> _Reading passage_:
* Start *

Upcoming hustings: which candidate will truly stand up for Queen’s Market?

Do candidates mean what they say, or is the real story unfolding behind closed doors?

After more than twenty years of campaigning, our community street market is still sadly under threat. Friends of Queen’s Market have always depended on community strength and the goodwill of local residents, traders, and shoppers – and once again, we find ourselves at that familiar point in the political cycle.

Recent interviews with the main political parties suggest plans to demolish the market building. This would impact thousands of families who rely on it for affordable fresh food and as an important social space. Meanwhile, councillors based in more affluent parts of Newham seem disconnected from the realities of the cost-of-living crisis, all while being funded by the public. It raises an important question: who is holding them accountable, and are they truly serving the community?

You can watch the recent REVIVE FM Newham Mayoral Elections recording below [Queen’s Market is mentioned 1:07:50 onwards]:

Newham Council Elections – Community Hustings

Hear from the prospective candidates on the following dates (in-person gathering)

  1. Tuesday 28th April 2026 at 6.30pm
    Held at: Clapton Community Football Club, The Old Spotted Dog Ground, Walter Tull Way, 212 Upton Lane, London E7 9NP (Nearest stations: Forest Gate, Upton Park)

* End *

> _Requirements_:
a - Summarize the Queen's Market piece in two sentences.
b - Supply what comes next in the Queen's Market piece, starting after its last line.
The items have no connection to the Queen's Market piece.

> _Record extracts_:
* Start *

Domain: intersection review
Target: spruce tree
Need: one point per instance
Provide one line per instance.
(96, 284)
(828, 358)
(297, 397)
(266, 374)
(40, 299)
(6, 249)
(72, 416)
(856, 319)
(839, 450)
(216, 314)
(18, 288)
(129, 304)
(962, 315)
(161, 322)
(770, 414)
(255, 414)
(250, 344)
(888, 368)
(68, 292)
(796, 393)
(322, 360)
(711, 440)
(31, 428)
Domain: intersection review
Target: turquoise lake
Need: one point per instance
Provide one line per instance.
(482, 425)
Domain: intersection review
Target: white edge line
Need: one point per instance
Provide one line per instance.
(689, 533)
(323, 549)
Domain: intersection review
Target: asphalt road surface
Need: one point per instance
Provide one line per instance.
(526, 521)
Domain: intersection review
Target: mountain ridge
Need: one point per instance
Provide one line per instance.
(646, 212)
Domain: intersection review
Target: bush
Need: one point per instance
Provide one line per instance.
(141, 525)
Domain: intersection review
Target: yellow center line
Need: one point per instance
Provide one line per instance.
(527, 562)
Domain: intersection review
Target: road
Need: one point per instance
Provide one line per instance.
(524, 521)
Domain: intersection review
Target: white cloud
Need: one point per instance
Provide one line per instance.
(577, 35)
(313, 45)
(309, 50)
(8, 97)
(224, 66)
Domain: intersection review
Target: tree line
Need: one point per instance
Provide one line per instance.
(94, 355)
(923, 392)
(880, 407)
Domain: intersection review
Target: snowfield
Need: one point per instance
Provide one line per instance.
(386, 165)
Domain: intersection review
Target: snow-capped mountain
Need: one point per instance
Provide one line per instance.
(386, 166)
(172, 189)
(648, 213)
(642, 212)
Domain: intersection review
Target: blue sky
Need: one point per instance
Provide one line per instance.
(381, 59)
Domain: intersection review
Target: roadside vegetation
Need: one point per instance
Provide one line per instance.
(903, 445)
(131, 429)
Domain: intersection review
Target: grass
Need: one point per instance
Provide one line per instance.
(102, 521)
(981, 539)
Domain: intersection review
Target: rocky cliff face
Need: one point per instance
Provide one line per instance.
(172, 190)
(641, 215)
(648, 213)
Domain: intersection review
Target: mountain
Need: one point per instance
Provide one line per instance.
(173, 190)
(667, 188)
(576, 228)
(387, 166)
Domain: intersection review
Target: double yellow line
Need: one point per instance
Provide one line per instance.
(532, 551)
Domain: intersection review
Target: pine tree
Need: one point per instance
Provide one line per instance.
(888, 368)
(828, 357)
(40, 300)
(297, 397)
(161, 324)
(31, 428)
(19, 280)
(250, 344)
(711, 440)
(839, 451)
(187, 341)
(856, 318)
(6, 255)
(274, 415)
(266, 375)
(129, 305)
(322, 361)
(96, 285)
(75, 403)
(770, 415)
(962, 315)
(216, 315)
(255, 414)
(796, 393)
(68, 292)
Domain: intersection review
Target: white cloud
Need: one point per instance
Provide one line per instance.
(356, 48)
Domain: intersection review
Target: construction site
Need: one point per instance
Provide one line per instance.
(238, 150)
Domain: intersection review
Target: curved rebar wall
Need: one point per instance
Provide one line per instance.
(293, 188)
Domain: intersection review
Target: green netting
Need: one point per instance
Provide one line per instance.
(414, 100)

* End *

> _Results_:
a - After more than twenty years of campaigning, Friends of Queen's Market say the community street market is still under threat, since recent interviews with the main political parties suggest plans to demolish the market building that thousands of families rely on for affordable fresh food and as a social space. The piece asks whether candidates mean what they say and who is holding councillors accountable, and it lists an in-person community hustings for the Newham Council Elections on Tuesday 28th April 2026 at 6.30pm at Clapton Community Football Club.

b -
  1. Saturday 2nd May 2026 at 4pm
    Held at: Tate Institute, 1 Wythes Rd, London E16 2DN (Nearest station: London City Airport)
    Sign up to attend here: https://www.eventbrite.co.uk/e/newham-mayoral-community-hustings-tickets-1987663387699 
    Stalls and activities from 2pm. Hustings start 4pm. Finish 6:30pm. Food and kids activities provided 

    Groups involved: London Renters Union, The Magpie Project, Newham Muslim Forum, Respace, PEACH, The Women in Newham Network, Newham Trades Council, Save Newham Libraries, Born Everywhere Made in Newham, Friends of Queen’s Market and Newham Poetry Group and more TBA


FACTS about Newham show why residents need the market! 

–   The poverty rate is one of the highest in London: the market helps alleviate poverty.

–   45% of children are in families with below 60% of the average income: Queen’s Market provides for hungry families.

–   More households in temporary accommodation than most other boroughs (59 per 1000): vulnerable families need to eat, so come to shop at Queen’s Market.

–   Unemployment higher than average: the market provides jobs to heads of families, and for women too.

–   Life expectancy is lower than average: Queen’s Market provides access to fresh affordable culturally-appropriate food

Some Candidates are talking about ‘developing the market’. FACTS ALSO SHOW that property developers will not protect or safeguard the market for the future. Their business is PROFIT for themselves, not the wellbeing of Newham’s residents. Developers already own land all over Newham. 

WE NEED A MAYOR AND COUNCILLORS WHO will commit to PROTECTING the Market and what it is here for – no gentrification, no pushing local people and businesses out.    

Position of political parties

LABOUR – The Labour Council under Mayor Fiaz has not looked after the market or managed it well. Even with a £7 million grant, promises were not kept and the money has been spent very badly. The Council’s Local Plan puts tall buildings on the site – our market would not survive that.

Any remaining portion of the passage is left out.